**Exercise passage**

Maxime Matray, Alexia Walther • Directors
“It gets a little grotesque”
by Jan Lumholdt
- VENICE 2018: The first feature by Maxime Matray and Alexia Walther, Blonde Animals, presented in Venice's International Film Critics’ Week, shakes up both the audience and Claude Debussy
Right from the get-go, Maxime Matray and Alexia Walther’s Blonde Animals [+see also:
interview: Maxime Matray, Alexia Walther
film profile] takes the viewer by storm. An out-of-tune rendition of Claude Debussy’s Prelude to the Afternoon of a Faun is heard as we meet Fabien, a seemingly lost man desperately munching on salmon and trying to get to Paris. Another man appears, seeming equally lost, with a strange bag. As the scenarios grow stranger (decapitated heads, large amounts of buried salmon, a silly 1990s sitcom, very dirty porn loops, black crows and a host of eccentric people), we first fear getting lost, but eventually accept the ride and go along with it.
Fresh from the screening in the International Film Critics’ Week at Venice, Cineuropa sat down with the talkative, creative couple, with Maxime Matray providing the “final” answers: “I am the one who speaks English, and Alexia speaks all other languages.”
Cineuropa: How have you chosen to describe this film to those about to see it? Or when you pitched it in the first place?
Maxime Matray: This has been our main problem. We can’t really talk about a story or characters, or even anything concrete. We have a hard-drinking ex-TV star who rediscovers his own past through someone else, and who, like a salmon, swims back against the stream… Luckily, our producer Emmanuel Chaumet, who did a short film with us some five years ago, really wanted to work with us. I’m not sure if this movie would have been made if we’d had to pitch it.
As an Alice in Wonderland-like tale, perhaps?
Like a dream, I would say, a little like Buñuel, Henri Michaux or Georges Bataille – not exactly surrealists, but interested in dreams and how to construct stories with a “dream logic”. One of the main ideas is a quote from Michaux: “He who went for a kiss brought back a head.” This idea kick-started the whole movie – we found it very cinematic.

**Exercise data**
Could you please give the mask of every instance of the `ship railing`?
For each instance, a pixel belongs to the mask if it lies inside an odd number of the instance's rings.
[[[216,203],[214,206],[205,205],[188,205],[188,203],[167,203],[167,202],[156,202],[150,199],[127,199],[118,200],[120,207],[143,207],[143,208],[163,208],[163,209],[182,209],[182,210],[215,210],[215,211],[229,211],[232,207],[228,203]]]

**Tasks and exercises**
1. Repeat the part of the Blonde Animals interview starting at "Fresh from the" and ending at "the first place?".
2. Summarize the Blonde Animals interview in two sentences.

**Answers for each item**
1.
Fresh from the screening in the International Film Critics’ Week at Venice, Cineuropa sat down with the talkative, creative couple, with Maxime Matray providing the “final” answers: “I am the one who speaks English, and Alexia speaks all other languages.”
Cineuropa: How have you chosen to describe this film to those about to see it? Or when you pitched it in the first place?

2. Blonde Animals, the first feature by Maxime Matray and Alexia Walther, was shown in Venice's International Film Critics' Week and opens on Fabien, a seemingly lost man trying to get to Paris, before moving through increasingly strange scenarios. Matray says the film was hard to describe or pitch and works like a dream, and he says a Henri Michaux quote about bringing back a head kick-started the whole movie.